- [What you have to do]: Rewrite only the part of the listing that opens with the line containing "In this exercise you will spot the power" and closes with the line containing "<point>121,320</point>", both lines included, keeping the requests and offsetting every x and y coordinate in the answer points by 141. Leave the pictures out.

- [Material for the task]:
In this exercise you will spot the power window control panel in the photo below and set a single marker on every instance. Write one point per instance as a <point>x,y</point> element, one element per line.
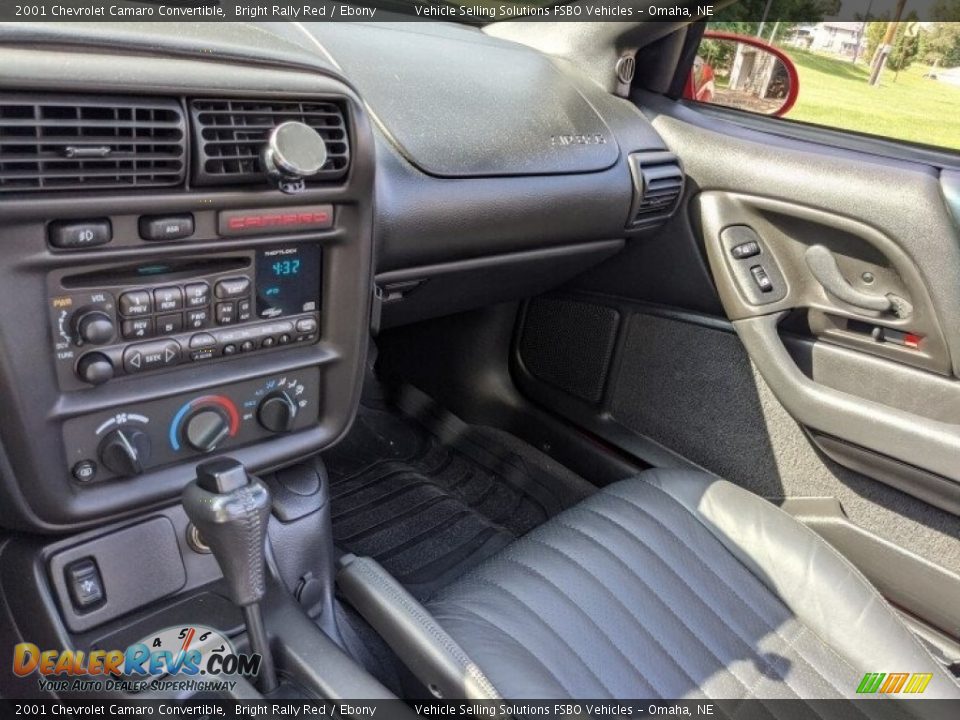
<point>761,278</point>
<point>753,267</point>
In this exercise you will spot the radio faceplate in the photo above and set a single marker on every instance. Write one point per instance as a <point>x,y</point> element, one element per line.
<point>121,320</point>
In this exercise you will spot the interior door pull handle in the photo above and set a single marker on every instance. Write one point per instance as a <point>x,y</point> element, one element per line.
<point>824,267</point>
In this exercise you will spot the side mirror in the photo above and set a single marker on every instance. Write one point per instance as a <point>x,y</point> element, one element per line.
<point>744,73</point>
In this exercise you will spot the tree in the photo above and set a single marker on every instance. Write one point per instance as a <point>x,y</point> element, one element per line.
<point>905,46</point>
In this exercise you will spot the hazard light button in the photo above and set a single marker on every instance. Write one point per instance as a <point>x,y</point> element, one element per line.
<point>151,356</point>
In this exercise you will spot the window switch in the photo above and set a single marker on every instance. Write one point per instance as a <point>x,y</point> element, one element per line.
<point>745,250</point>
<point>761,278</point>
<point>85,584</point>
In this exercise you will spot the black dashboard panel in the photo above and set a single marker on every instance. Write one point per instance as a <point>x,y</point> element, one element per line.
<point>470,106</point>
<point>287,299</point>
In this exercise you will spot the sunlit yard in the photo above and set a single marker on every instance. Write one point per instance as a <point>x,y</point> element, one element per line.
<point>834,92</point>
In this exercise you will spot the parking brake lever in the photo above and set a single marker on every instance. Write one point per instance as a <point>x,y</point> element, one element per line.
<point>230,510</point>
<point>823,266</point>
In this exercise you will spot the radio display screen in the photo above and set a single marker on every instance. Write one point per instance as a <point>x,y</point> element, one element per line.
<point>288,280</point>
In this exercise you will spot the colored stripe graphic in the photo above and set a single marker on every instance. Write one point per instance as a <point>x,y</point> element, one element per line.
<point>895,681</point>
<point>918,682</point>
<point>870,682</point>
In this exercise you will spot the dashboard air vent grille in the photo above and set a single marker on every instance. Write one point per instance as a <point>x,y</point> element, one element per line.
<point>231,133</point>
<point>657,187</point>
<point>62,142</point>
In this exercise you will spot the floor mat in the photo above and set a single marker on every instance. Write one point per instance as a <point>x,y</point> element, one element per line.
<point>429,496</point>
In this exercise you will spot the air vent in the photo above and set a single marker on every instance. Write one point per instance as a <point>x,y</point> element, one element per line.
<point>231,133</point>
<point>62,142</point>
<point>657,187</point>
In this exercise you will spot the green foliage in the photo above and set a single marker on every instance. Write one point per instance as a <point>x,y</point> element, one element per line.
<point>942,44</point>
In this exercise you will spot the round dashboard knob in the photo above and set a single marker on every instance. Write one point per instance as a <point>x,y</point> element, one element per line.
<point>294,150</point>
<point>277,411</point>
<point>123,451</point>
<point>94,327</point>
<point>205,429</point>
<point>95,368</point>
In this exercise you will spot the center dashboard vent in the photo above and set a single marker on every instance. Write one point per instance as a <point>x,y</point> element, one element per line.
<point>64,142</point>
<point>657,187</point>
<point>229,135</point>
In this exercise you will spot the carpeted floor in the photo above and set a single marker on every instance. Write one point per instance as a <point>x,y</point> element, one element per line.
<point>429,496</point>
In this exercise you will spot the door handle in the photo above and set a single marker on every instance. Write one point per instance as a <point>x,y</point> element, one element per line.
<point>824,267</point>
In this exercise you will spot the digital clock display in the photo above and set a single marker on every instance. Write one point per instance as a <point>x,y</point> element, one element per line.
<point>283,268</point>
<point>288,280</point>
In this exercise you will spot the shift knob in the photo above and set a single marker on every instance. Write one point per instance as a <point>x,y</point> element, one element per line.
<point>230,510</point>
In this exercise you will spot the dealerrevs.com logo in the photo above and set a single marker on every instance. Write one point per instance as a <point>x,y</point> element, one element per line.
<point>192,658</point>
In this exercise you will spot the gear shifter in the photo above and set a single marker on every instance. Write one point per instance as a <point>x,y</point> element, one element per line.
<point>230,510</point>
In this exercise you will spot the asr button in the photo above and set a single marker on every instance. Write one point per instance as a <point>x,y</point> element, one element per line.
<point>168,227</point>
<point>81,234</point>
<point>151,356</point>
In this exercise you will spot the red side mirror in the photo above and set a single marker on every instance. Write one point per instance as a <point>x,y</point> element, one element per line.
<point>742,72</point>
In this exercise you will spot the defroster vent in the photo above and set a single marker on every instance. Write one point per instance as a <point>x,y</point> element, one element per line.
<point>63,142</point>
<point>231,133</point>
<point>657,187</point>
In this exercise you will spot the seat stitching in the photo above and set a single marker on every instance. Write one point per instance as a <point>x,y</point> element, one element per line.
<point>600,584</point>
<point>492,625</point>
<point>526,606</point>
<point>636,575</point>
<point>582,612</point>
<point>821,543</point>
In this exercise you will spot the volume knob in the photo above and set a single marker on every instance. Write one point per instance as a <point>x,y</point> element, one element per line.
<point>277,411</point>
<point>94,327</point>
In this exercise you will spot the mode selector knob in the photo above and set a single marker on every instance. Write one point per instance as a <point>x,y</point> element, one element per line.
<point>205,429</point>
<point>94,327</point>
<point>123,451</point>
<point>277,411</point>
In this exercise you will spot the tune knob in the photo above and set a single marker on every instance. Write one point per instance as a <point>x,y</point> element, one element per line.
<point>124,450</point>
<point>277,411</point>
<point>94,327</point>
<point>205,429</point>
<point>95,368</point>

---

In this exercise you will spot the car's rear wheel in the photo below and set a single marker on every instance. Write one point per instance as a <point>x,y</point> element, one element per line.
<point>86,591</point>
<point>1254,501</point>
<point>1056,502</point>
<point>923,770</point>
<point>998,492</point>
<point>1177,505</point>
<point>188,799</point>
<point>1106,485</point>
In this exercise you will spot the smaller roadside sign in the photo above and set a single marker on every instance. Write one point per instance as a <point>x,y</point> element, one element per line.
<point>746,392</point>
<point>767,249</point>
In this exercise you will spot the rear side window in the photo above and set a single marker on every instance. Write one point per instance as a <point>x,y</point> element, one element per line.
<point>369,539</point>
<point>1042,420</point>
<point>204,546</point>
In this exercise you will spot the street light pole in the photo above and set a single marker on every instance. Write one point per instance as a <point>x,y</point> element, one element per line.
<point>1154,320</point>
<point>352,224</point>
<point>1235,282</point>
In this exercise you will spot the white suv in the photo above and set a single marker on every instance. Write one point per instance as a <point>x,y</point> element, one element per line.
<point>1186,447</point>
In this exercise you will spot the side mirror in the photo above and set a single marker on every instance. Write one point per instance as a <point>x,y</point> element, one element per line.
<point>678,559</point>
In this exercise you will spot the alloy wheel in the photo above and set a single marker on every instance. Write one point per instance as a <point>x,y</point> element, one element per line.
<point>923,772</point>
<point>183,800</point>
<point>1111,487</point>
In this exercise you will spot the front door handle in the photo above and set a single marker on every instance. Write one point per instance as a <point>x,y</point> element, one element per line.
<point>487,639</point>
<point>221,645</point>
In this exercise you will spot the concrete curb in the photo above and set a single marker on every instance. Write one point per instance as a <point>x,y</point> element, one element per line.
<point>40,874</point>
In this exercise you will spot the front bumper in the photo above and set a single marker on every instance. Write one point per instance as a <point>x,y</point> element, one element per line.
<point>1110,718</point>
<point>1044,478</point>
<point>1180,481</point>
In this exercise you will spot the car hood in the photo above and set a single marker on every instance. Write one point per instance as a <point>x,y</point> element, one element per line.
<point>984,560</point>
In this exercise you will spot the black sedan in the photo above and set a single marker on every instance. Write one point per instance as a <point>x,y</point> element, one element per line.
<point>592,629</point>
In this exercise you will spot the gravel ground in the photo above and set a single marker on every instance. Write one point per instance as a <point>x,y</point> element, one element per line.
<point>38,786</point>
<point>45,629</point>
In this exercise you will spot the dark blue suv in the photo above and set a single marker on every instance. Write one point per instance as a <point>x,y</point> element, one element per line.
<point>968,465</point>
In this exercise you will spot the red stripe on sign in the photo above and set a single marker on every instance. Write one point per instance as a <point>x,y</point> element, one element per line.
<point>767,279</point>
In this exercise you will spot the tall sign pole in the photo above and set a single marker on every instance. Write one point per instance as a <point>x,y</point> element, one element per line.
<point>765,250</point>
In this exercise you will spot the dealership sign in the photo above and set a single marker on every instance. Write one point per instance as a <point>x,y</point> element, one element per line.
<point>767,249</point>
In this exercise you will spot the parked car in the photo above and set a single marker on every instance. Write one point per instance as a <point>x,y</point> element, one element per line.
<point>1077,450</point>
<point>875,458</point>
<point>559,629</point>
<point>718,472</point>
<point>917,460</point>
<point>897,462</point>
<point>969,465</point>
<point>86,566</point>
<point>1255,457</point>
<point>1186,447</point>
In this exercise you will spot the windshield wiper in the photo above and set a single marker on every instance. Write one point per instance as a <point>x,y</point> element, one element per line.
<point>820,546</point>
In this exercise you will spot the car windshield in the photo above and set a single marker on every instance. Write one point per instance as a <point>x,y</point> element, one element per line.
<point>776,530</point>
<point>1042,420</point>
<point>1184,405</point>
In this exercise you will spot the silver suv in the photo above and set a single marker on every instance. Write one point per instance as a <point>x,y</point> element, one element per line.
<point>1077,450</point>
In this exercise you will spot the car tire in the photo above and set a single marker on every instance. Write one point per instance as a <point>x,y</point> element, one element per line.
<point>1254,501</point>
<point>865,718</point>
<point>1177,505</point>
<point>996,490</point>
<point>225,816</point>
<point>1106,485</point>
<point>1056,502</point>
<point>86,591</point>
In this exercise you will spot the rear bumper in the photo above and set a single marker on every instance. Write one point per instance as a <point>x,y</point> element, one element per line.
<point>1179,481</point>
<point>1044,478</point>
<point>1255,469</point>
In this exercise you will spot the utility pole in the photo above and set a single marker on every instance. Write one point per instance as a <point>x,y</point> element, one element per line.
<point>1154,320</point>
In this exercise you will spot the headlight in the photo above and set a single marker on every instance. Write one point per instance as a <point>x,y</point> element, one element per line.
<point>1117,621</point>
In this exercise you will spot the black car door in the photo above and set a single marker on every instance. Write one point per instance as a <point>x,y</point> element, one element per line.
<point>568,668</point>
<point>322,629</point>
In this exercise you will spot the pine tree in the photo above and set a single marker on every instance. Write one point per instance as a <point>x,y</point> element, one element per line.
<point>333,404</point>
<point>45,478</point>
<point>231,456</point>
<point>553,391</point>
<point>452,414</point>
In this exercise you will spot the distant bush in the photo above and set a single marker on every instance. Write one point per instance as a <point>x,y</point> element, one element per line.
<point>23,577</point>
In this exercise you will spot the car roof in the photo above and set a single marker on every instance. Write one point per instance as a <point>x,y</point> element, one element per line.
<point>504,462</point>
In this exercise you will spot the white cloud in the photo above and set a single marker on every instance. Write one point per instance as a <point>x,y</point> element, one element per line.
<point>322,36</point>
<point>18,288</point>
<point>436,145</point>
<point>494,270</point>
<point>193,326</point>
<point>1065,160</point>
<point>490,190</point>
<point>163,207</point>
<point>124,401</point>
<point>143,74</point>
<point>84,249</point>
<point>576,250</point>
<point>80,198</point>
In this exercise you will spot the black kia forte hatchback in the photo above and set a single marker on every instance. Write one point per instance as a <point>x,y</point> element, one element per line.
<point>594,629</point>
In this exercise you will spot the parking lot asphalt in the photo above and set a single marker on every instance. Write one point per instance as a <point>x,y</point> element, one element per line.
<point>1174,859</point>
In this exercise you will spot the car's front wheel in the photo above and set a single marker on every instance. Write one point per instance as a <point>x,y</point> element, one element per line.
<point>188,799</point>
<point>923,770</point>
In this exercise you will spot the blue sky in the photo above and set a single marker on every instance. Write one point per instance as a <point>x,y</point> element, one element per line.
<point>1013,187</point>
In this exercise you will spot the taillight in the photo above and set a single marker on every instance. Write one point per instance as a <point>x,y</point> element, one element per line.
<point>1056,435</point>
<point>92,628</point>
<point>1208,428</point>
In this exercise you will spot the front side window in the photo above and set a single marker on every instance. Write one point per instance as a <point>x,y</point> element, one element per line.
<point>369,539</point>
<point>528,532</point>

* * *

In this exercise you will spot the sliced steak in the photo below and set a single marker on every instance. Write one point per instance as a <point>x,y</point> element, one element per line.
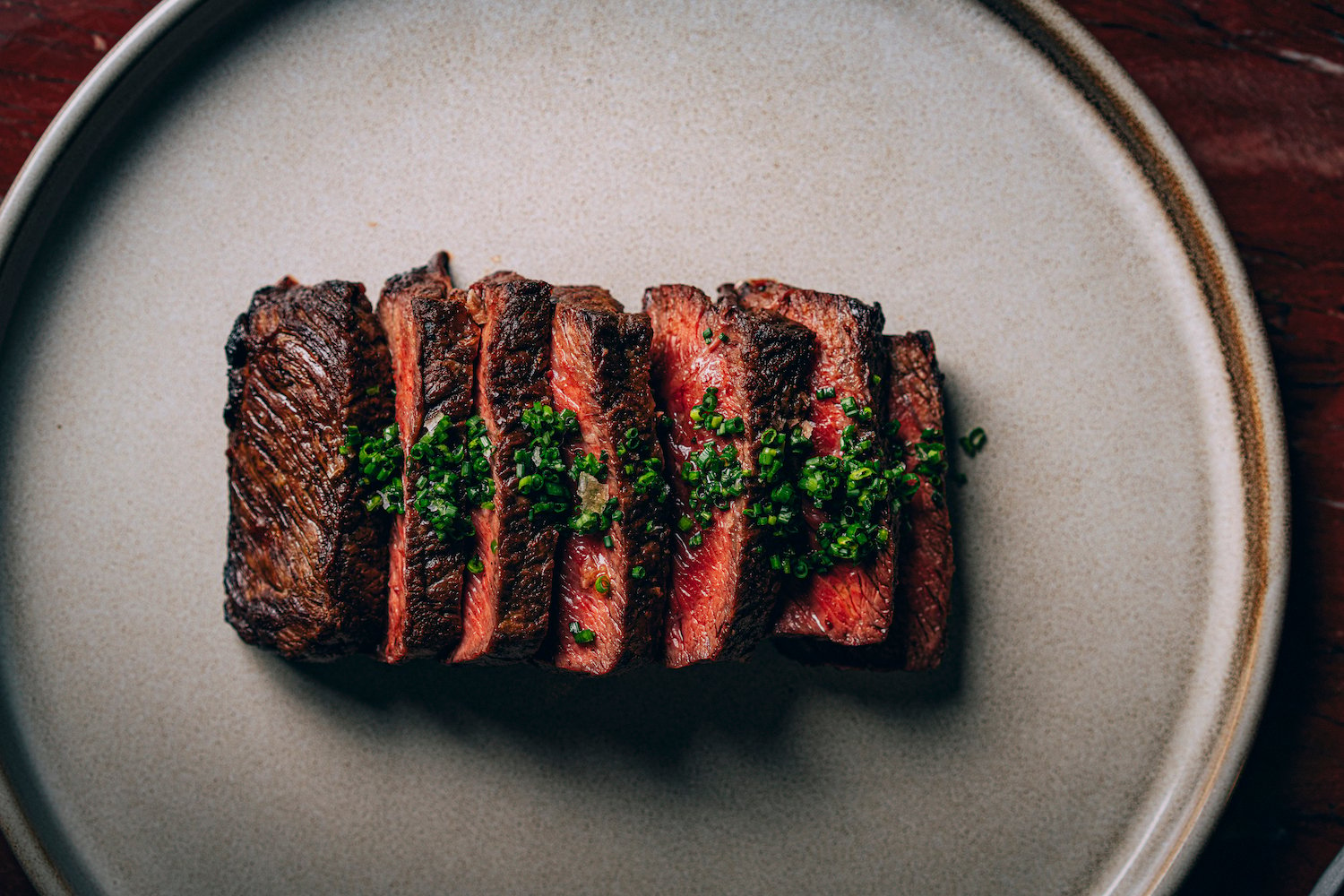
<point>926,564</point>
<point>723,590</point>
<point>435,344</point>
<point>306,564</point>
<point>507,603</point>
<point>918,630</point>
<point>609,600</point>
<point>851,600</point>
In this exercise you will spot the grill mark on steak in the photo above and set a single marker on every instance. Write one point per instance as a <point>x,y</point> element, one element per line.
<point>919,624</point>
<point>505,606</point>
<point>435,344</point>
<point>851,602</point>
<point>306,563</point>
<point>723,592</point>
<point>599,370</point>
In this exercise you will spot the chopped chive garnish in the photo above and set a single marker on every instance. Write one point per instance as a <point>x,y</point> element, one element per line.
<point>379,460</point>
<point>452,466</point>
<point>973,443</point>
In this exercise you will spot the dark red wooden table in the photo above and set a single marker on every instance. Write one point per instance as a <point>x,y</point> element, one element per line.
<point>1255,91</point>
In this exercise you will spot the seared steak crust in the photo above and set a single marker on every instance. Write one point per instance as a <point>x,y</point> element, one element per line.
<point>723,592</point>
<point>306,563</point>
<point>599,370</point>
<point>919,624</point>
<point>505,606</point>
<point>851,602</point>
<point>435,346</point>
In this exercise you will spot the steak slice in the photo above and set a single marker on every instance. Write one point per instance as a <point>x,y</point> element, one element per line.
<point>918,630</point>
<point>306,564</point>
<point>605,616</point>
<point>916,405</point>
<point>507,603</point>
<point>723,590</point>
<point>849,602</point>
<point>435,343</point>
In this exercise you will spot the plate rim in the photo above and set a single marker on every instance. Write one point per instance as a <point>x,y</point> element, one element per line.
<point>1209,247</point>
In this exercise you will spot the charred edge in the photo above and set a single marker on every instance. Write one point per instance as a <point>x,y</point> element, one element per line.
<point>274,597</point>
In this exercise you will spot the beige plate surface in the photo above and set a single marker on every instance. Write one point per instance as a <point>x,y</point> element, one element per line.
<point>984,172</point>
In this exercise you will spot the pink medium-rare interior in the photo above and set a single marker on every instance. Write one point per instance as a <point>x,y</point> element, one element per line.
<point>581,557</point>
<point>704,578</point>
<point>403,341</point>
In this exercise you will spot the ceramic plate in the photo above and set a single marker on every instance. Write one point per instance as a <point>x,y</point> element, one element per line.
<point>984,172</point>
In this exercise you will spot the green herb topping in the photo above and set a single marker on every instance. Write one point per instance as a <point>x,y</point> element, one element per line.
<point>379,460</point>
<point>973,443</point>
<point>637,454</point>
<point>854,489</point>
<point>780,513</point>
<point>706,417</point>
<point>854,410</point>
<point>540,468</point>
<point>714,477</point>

- [Output]:
In this exercise you will spot the power window control panel in the photo below and set a single marker on every instance. Write one point per instance as a <point>x,y</point> element, one element per line.
<point>902,419</point>
<point>894,408</point>
In this exercise you will spot the radio faceplate in the photo above and set a single marker on every instance. Write one point per instance as a <point>x,y</point> element, one element per line.
<point>262,461</point>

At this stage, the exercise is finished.